#### PASSAGE GIVEN
________________

Most states don’t require financial education for high school students, although five states do.

So, what are some financial lessons I wish I had learned at a younger age?

Investing is not Gambling

I can recall when I was younger hearing about investing. I’m fairly certain I thought there was little to no difference between investing than, say, buying Mega Millions tickets.

Of course, that couldn’t be further from the truth. Yes, the market has its ups and down. Yes, there will be crashes. And yes, investing can really sting sometimes.

But if you have a diversified portfolio à la JL Collins’s Simple Path to Wealth, investing is most certainly not gambling. As Jim explains, although it will hurt sometimes, investing is the easiest way to accumulate wealth. This is one of the most important financial lessons out there.

That is in stark contrast to playing to the lottery – emphasis on “playing.” The lottery is essentially entertainment since it can be fun to think about winning, but virtually none of us ever will. Chances are, if you are reading this, you have never won the jackpot, or even know someone who has.

Also, consider the fact that even if you avoid investing purely out of fear, you are still losing money. That is due to inflation – if all of your money is in cash, the value of that money declines year after year.

________________

#### SHORT PROBLEM
According to the passage on financial lessons, what causes money held entirely in cash to lose value each year? The lines below have no connection to the passage on financial lessons.

#### Source data
________________

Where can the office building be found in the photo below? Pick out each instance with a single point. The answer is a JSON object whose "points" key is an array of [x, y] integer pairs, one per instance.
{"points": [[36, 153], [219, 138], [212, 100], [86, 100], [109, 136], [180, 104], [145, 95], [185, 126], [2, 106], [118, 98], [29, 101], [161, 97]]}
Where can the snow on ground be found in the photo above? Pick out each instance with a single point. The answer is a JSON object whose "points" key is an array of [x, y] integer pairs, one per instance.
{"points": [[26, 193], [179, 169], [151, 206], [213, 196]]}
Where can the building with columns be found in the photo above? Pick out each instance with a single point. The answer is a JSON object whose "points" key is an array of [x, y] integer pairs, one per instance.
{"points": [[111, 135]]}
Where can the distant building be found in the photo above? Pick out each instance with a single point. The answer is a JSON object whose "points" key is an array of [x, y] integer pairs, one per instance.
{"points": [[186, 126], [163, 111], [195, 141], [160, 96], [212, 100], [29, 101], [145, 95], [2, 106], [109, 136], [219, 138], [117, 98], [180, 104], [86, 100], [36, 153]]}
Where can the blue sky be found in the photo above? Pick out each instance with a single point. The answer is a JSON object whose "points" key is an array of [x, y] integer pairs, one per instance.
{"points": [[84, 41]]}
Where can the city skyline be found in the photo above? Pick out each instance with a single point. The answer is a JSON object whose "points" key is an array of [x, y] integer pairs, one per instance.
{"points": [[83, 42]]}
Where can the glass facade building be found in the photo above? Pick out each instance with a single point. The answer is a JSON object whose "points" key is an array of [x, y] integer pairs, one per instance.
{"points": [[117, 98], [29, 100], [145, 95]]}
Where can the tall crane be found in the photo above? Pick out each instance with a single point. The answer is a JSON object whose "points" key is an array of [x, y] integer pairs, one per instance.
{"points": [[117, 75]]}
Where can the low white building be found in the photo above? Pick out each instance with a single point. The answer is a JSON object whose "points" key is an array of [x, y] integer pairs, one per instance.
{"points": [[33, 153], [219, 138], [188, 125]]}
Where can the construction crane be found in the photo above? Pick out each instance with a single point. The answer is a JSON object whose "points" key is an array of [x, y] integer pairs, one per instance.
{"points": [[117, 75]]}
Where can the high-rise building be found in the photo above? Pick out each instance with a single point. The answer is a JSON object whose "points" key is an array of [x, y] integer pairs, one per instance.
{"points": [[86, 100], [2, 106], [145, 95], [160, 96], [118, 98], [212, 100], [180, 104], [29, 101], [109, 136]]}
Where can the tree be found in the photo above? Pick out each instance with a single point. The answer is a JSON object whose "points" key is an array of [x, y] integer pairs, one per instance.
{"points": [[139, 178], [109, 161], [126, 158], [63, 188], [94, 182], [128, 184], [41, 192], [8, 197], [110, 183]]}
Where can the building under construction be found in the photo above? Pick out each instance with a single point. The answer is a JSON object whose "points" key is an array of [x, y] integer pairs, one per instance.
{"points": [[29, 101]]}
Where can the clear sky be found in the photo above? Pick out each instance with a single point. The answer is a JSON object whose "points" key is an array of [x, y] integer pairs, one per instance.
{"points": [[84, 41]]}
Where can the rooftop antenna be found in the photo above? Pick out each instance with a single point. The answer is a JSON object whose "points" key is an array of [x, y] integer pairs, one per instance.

________________

#### TASK ANSWER
Inflation causes money held entirely in cash to lose value year after year.